◆ EXCERPT
***

Round-lot validation (part 3)

Published on Tuesday, July 16, 2024

Recently I was implementing a validation checking that a number entered by user fits into a configured round-lot. And I decided to write few blog posts about it. In the previous post I presented implementation of the function for data type double. And in this post I will focus on decimal data type.

Decimal data type

Decimal data type is also a floating-point number, but in quite different format. In this post I will ignore negative numbers again as they don't have impact on the round-lot validation. Format of decimal numbers is \(s10^{-e}\). There is, however, much more differences than just base of 10 instead of 2. Big difference is that \(s\) is integer. And another difference is that the exponent range is much smaller. In general, when the type uses \(k\) bits for storing the integer part \(s\), then maximum value of \(s\) is \(2^k-1\) and range of exponent is \(0 \dots \lfloor log_{10} \left( 2^k-1 \right) \rfloor\). However, keep in mind that the exponent is multiplied by \(-1\), so the final exponent is always negative.

***

◆ PROVIDED INFORMATION
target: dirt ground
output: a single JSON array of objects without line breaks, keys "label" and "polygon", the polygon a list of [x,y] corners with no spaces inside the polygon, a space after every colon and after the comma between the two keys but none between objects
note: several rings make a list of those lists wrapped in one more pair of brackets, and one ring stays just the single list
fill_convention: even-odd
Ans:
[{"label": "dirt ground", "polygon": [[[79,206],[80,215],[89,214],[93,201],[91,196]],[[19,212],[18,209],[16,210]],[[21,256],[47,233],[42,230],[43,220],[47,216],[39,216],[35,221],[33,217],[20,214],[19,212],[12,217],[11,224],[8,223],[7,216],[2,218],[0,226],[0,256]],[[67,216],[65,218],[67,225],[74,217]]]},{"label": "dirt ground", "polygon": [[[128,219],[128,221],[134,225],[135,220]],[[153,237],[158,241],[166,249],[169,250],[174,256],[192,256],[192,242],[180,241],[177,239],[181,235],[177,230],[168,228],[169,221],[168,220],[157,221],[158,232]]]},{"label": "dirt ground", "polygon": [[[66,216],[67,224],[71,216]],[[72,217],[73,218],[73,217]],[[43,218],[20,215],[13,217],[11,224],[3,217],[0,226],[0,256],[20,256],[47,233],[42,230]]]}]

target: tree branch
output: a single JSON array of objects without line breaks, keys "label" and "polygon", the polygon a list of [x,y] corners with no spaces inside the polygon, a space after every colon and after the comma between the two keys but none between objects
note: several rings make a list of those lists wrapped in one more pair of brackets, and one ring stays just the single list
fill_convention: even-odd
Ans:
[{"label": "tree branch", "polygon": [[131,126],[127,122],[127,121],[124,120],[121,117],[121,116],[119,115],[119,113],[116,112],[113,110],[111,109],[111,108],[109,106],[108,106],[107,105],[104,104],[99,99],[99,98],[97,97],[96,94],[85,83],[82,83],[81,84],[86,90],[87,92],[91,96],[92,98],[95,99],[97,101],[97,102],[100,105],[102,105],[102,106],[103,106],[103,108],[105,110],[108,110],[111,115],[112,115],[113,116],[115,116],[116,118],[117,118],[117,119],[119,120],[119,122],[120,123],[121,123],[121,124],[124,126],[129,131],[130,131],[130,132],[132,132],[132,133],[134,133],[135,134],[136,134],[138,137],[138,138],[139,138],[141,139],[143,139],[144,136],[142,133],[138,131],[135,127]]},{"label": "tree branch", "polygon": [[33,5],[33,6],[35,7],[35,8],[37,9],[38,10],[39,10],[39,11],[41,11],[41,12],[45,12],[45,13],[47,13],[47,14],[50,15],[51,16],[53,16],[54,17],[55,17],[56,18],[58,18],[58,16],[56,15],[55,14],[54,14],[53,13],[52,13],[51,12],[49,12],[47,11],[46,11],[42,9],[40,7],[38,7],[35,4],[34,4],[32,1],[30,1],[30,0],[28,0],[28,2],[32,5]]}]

***

◆ REQUIRED WORK
Revise the stretch of the round-lot validation post from "Recently I was" through "decimal data type.", replacing "double" with "float". Rely only on the round-lot validation post, not the rows.

◆ FULL OUTPUT
Recently I was implementing a validation checking that a number entered by user fits into a configured round-lot. And I decided to write few blog posts about it. In the previous post I presented implementation of the function for data type float. And in this post I will focus on decimal data type.